_TASK BRIEF_
Select from the data all lines with the word "beak".
[DATA PROVIDED]
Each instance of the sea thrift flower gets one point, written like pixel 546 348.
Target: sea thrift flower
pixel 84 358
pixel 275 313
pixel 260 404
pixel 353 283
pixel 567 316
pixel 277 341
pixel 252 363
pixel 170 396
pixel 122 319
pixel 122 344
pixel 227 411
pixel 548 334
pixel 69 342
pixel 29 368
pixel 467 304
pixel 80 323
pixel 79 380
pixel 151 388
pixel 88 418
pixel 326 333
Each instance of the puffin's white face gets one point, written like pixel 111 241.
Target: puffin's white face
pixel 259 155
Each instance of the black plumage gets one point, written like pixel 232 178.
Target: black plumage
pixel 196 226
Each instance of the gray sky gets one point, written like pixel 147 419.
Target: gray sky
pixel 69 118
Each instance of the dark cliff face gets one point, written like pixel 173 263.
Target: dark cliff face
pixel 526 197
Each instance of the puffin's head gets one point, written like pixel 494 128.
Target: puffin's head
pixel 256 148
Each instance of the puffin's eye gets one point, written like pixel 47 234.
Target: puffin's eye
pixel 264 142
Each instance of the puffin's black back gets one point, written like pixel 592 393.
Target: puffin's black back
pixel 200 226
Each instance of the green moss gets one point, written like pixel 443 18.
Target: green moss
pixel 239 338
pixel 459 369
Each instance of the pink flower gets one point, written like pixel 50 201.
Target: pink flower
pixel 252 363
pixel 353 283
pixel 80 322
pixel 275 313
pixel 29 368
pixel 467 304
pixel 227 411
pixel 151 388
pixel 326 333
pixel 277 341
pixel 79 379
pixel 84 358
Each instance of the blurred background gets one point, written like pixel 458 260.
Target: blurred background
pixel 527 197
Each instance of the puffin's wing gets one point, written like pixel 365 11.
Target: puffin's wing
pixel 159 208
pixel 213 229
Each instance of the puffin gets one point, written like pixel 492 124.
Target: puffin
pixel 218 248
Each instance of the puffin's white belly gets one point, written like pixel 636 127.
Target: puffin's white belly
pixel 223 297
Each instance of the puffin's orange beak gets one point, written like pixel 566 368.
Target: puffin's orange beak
[/DATA PROVIDED]
_EXPECTED ANSWER_
Each instance of the puffin's orange beak gets one point, written like pixel 566 368.
Target: puffin's orange beak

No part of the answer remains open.